Exercise goal. Rewrite the records below as one numbered list, one line per item, skipping blank lines and leaving out the pictures.

Data for processing.
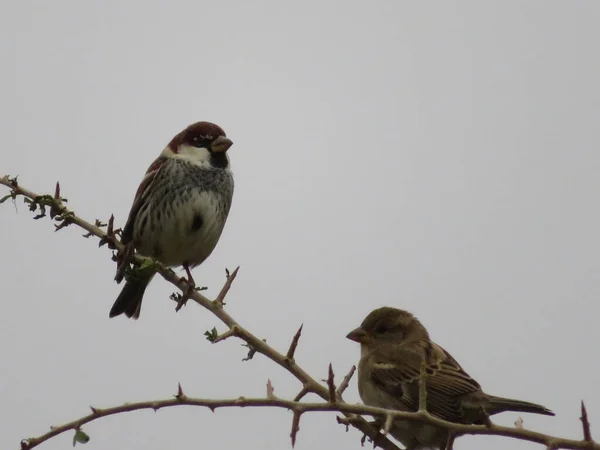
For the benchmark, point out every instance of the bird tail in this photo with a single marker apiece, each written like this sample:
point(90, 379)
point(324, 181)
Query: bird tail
point(500, 404)
point(129, 301)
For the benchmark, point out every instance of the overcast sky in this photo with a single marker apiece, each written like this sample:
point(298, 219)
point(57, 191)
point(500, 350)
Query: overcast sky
point(440, 157)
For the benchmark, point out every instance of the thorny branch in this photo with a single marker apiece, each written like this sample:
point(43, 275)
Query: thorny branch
point(332, 397)
point(299, 408)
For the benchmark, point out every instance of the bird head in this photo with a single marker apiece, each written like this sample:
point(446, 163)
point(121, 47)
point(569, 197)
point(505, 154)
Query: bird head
point(388, 326)
point(201, 143)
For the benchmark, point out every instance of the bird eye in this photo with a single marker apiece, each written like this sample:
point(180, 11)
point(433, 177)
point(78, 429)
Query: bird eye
point(381, 329)
point(200, 142)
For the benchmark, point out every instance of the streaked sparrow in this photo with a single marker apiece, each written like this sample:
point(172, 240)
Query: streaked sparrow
point(393, 343)
point(180, 208)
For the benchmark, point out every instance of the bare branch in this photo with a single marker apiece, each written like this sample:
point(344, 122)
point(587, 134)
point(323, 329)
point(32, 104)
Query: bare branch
point(388, 424)
point(423, 388)
point(270, 390)
point(230, 277)
point(301, 394)
point(587, 434)
point(300, 407)
point(345, 382)
point(294, 344)
point(332, 398)
point(295, 426)
point(229, 333)
point(331, 385)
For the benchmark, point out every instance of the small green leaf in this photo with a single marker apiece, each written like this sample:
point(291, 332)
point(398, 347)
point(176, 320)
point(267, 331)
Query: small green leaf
point(211, 335)
point(80, 437)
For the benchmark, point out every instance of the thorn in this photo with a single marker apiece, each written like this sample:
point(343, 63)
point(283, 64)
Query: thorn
point(219, 301)
point(423, 388)
point(346, 381)
point(486, 417)
point(221, 337)
point(270, 390)
point(301, 394)
point(331, 385)
point(389, 419)
point(295, 427)
point(587, 434)
point(292, 350)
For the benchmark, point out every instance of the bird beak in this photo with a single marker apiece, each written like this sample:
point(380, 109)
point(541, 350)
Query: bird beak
point(221, 144)
point(357, 335)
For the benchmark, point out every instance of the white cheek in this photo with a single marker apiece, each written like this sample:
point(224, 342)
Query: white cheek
point(364, 350)
point(190, 153)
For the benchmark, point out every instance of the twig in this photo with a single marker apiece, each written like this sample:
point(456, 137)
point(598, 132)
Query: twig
point(301, 394)
point(230, 277)
point(295, 426)
point(587, 434)
point(310, 385)
point(423, 388)
point(331, 385)
point(388, 424)
point(346, 381)
point(292, 350)
point(229, 333)
point(349, 410)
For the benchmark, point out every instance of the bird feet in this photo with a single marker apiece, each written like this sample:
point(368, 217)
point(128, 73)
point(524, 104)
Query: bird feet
point(191, 287)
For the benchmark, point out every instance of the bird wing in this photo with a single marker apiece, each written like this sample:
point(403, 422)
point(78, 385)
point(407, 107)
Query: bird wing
point(141, 197)
point(397, 369)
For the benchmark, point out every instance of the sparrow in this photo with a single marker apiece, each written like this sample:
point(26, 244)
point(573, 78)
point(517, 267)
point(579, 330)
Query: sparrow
point(179, 209)
point(393, 345)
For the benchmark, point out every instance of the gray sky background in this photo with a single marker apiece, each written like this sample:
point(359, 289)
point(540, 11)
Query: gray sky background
point(441, 157)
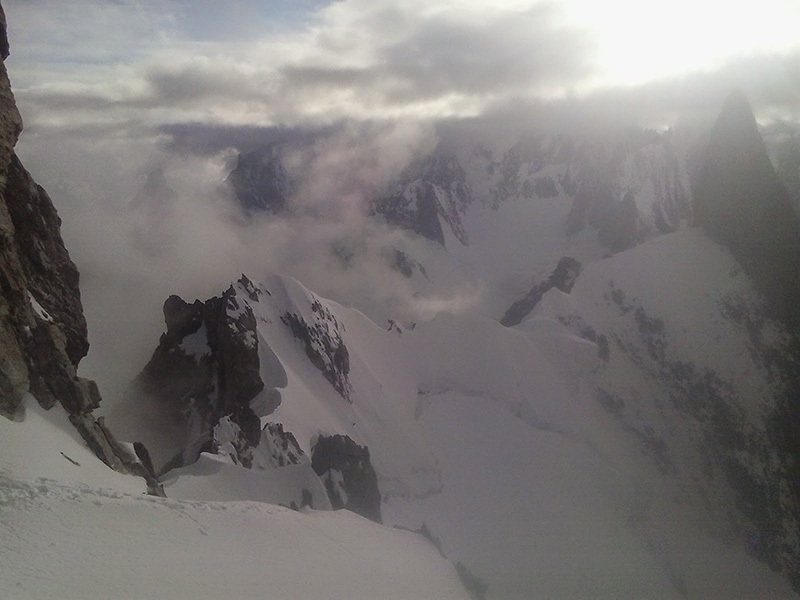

Final result.
1. For the benchmark, point out every instance of the bird tail in this photo with a single marker apiece, each written like this sample:
2. point(90, 379)
3. point(324, 181)
4. Query: bird tail
5. point(500, 404)
6. point(129, 301)
7. For the benchmark, point out every instance of the overcast sky in this photo with a single marker apiece, each written like this sample:
8. point(298, 219)
9. point(57, 191)
10. point(500, 350)
11. Query: overcast sky
12. point(440, 157)
13. For the benchmark, point out every instance of the thorny branch in this photo with a single marker apiece, each written like this sample:
14. point(43, 275)
15. Query: thorny branch
16. point(332, 397)
17. point(299, 408)
18. For the benchmark, point out every instance of the bird head in this photo with a single marker apiece, each written like this sample:
19. point(446, 163)
20. point(121, 47)
21. point(569, 197)
22. point(505, 154)
23. Query: bird head
24. point(388, 326)
25. point(201, 143)
26. For the benchmark, point out every instance of the bird eye in this photo with a single marker apiece, each written like this sample:
27. point(180, 11)
28. point(433, 177)
29. point(78, 429)
30. Query: bird eye
31. point(381, 329)
32. point(200, 142)
33. For the benchmark, point out every instance of the streaked sparrow in this photo with a single marker apiece, each written like this sample:
34. point(172, 240)
35. Query: streaked sparrow
36. point(393, 343)
37. point(180, 208)
38. For the benchmark, point out every instance of the bare branch in this photo with a single marker apiece, each written like this sample:
39. point(344, 122)
40. point(587, 134)
41. point(323, 329)
42. point(32, 104)
43. Query: bare branch
44. point(388, 424)
45. point(423, 388)
46. point(270, 390)
47. point(230, 277)
48. point(301, 394)
49. point(587, 434)
50. point(300, 407)
51. point(345, 382)
52. point(294, 344)
53. point(332, 398)
54. point(295, 426)
55. point(229, 333)
56. point(331, 385)
57. For the benchmark, point out every instance of the small green leaf in this photo with a single marker apiece, each written like this sample:
58. point(291, 332)
59. point(398, 347)
60. point(176, 320)
61. point(267, 331)
62. Query: small green leaf
63. point(211, 335)
64. point(80, 437)
65. For the benchmark, point out every instance of the thorn in this photo with a single marker apiece, each written like this sample:
66. point(343, 63)
67. point(283, 64)
68. Query: thorn
69. point(219, 301)
70. point(423, 388)
71. point(346, 381)
72. point(486, 417)
73. point(221, 337)
74. point(270, 390)
75. point(301, 394)
76. point(331, 385)
77. point(389, 419)
78. point(295, 427)
79. point(587, 434)
80. point(292, 350)
81. For the benchmark, point out every instance of the bird beak in this photo with a single marker apiece, each written like this sample:
82. point(380, 109)
83. point(541, 350)
84. Query: bird beak
85. point(221, 144)
86. point(357, 335)
87. For the benchmark, point out every instance of the white cheek in this photo with a single marker apiece, each written like this sample:
88. point(224, 342)
89. Query: white cheek
90. point(364, 350)
91. point(190, 153)
92. For the benchmark, point out every instance of the twig in this photo with a single marker apiece, each written like this sample:
93. point(456, 137)
94. point(598, 132)
95. Query: twig
96. point(301, 394)
97. point(230, 277)
98. point(295, 426)
99. point(587, 434)
100. point(310, 385)
101. point(423, 388)
102. point(331, 385)
103. point(388, 424)
104. point(346, 381)
105. point(292, 350)
106. point(229, 333)
107. point(349, 410)
108. For the benchmark, point out every instance of the bird feet in this photo with a single marker apiece, each written like this sample:
109. point(368, 217)
110. point(128, 73)
111. point(524, 104)
112. Query: bird feet
113. point(191, 287)
114. For the benchmark, point out every instance of the bird wing in this photo with a single marker apiece, each written like this sample:
115. point(403, 422)
116. point(78, 385)
117. point(407, 107)
118. Query: bird wing
119. point(141, 197)
120. point(397, 369)
121. For the benchmark, point out every instance of the sparrow in this photo with a single marker apiece, each written like this sample:
122. point(26, 244)
123. point(573, 78)
124. point(517, 267)
125. point(579, 330)
126. Query: sparrow
127. point(179, 209)
128. point(393, 345)
129. For the benchmark, point out every instance of the gray sky background in this photo with a single marker apiece, each written like this sample:
130. point(359, 289)
131. point(540, 11)
132. Query: gray sky background
133. point(441, 157)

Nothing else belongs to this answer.